• _Selected excerpt_
## BEGIN
Energetika

Title

2025-01-29T17:38:07+02:00

2025-01-29T17:40:14+02:00

Digital transformation in energy systems: a comprehensive review of AI, IoT, blockchain, and decentralised energy models

2025-03-27T12:03:11+02:00

Digital transformation (DT) in the energy sector is pivotal in meeting energy transformation challenges. DT is reshaping energy production, distribution, and consumption by integrating advanced technologies such as artificial intelligence (AI), the Internet of Things (IoT), blockchain, and digital twins. While existing research has extensively documented individual technological applications, there remains a significant gap in understanding how these technologies interact synergistically in real-world implementations [11]. Comprehensive analyses comparing digital transformation outcomes across different socioeconomic contexts are limited, particularly regarding the scalability of swarm electrification models. These technologies collectively address the ‘three Ds’ – decentralisation, decarbonisation, and digitalisation – essential for the evolution of modern energy systems. By leveraging these innovations, the sector can significantly enhance efficiency, optimise renewable energy integration, and expand access to underserved regions.
## END
[Data items]
## BEGIN
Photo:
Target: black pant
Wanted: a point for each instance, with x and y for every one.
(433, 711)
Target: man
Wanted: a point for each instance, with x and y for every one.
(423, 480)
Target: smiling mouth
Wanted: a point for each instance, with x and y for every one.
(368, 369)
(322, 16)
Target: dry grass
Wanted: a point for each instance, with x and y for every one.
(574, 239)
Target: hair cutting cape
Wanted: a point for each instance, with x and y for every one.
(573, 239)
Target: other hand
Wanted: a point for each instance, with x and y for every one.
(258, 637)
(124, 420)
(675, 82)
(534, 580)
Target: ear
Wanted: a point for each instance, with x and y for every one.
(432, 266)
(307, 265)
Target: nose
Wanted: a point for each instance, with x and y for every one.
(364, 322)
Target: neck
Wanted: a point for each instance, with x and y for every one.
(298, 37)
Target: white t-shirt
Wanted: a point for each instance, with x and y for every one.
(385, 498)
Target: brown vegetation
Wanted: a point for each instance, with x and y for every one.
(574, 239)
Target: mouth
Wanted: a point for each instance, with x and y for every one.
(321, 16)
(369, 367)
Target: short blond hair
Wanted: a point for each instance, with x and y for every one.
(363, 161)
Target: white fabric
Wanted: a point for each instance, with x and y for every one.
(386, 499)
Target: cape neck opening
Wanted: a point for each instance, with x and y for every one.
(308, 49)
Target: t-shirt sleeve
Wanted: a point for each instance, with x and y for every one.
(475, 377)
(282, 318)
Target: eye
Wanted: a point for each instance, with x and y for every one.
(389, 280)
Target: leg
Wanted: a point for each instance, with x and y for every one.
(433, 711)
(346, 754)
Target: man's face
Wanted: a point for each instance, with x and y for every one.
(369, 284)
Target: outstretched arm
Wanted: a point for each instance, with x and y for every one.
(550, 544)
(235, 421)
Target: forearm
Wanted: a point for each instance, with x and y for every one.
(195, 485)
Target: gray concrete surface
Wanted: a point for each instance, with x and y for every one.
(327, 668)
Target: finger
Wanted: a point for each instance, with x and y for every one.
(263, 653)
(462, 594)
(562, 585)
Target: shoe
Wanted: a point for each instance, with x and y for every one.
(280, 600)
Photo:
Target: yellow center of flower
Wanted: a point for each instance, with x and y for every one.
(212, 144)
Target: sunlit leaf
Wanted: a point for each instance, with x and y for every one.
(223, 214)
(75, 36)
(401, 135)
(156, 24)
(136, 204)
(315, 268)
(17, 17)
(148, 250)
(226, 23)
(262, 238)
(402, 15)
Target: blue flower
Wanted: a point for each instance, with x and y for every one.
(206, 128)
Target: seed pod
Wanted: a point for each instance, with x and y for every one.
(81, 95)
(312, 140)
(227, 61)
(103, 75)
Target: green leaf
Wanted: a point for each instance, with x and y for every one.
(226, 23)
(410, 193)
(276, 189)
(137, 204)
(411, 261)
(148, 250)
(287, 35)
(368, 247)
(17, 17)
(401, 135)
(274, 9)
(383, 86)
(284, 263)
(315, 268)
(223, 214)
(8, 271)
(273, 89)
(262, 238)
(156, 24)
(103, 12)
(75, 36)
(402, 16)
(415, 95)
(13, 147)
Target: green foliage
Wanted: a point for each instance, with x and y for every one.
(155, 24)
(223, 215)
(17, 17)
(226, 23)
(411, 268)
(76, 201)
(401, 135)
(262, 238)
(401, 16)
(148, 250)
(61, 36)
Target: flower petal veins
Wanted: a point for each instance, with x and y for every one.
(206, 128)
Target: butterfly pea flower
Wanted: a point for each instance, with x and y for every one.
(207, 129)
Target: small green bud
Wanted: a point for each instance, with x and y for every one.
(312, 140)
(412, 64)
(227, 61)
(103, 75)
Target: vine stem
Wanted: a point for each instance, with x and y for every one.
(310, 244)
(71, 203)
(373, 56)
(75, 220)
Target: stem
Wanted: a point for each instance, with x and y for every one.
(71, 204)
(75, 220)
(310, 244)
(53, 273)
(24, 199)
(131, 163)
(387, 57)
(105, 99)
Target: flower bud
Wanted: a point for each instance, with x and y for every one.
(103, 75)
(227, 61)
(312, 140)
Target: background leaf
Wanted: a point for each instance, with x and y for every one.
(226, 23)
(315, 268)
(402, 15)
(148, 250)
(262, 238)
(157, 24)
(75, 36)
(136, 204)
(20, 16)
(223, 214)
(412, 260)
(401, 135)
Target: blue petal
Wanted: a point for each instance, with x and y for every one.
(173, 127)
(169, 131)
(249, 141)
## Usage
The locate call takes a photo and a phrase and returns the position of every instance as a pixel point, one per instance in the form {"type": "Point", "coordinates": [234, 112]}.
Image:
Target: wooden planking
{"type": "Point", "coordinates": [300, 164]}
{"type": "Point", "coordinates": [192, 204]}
## END
• _Problems to work on_
1) In the energy digital transformation review, what are the "three Ds"?
2) Pull out each line of the data items that contains the string "shirt".

• _Answers per task_
1) Decentralisation, decarbonisation, and digitalisation.

2)
Target: white t-shirt
Target: t-shirt sleeve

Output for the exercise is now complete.